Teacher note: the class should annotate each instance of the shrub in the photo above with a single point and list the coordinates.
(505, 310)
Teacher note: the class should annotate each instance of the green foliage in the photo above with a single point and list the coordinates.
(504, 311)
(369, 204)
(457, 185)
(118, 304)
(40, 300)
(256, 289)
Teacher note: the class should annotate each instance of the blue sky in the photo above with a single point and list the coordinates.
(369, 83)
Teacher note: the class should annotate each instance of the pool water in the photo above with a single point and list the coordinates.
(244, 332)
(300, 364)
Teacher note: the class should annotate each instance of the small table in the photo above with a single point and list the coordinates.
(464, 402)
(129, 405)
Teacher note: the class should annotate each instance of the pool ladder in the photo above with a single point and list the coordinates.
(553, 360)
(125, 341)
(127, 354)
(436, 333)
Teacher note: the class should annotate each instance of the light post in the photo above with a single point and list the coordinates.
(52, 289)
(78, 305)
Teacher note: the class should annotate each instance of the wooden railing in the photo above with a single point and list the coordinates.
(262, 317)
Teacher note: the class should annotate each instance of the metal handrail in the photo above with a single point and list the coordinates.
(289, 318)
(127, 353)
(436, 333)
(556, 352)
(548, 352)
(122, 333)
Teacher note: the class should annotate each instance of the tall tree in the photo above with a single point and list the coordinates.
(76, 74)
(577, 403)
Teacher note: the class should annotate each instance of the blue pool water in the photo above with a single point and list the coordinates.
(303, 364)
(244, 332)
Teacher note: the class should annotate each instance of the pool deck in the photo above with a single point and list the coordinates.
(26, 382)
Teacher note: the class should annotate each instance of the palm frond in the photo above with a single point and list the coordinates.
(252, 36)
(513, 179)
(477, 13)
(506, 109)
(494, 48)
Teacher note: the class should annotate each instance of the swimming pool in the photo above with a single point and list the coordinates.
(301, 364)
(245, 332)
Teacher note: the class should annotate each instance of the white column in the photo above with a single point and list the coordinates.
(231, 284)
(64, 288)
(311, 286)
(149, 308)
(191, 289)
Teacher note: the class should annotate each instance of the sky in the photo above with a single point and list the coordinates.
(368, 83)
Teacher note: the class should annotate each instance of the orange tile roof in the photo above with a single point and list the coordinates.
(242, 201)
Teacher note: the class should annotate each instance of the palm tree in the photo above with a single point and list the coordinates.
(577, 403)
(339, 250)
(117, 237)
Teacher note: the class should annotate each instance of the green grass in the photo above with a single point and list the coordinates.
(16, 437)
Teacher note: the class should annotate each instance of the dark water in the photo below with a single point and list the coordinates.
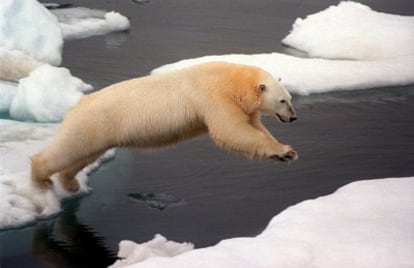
(206, 194)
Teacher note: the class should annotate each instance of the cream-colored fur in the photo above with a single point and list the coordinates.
(222, 99)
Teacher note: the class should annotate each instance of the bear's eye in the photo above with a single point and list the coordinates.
(262, 87)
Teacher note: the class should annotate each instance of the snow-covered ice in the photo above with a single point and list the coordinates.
(21, 201)
(32, 89)
(363, 224)
(352, 30)
(29, 27)
(81, 22)
(31, 38)
(383, 61)
(310, 75)
(131, 252)
(46, 94)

□ □ □

**What is expected:** From the line that holds "the palm tree" to the last line of the records, please copy each line exactly and nothing else. Pictures stay out.

**Answer to this exercise:**
Teacher note: the class should annotate each instance of the palm tree in the photo above with a single point and list the coordinates.
(577, 403)
(339, 250)
(117, 237)
Teacher note: the class should annotate each instance of the green grass in the photo above with a single point and list the coordinates.
(16, 437)
Teacher note: the class should annotate each instance of the dark water in the photo below with a single point and list the coordinates.
(206, 194)
Teacher note: the class should annotate each instance of the cream-colored fur in the photo above with a single point and list the coordinates.
(222, 99)
Teacher note: the class should annotate each instance of the bear's eye in the photo above with a single point and list the coordinates.
(262, 87)
Teacher note: the class should annotate each instance of the snow-covered ice in the photo above with a single point and list the coordinates.
(21, 201)
(32, 89)
(363, 224)
(352, 30)
(29, 27)
(81, 22)
(31, 38)
(383, 61)
(310, 75)
(131, 252)
(46, 94)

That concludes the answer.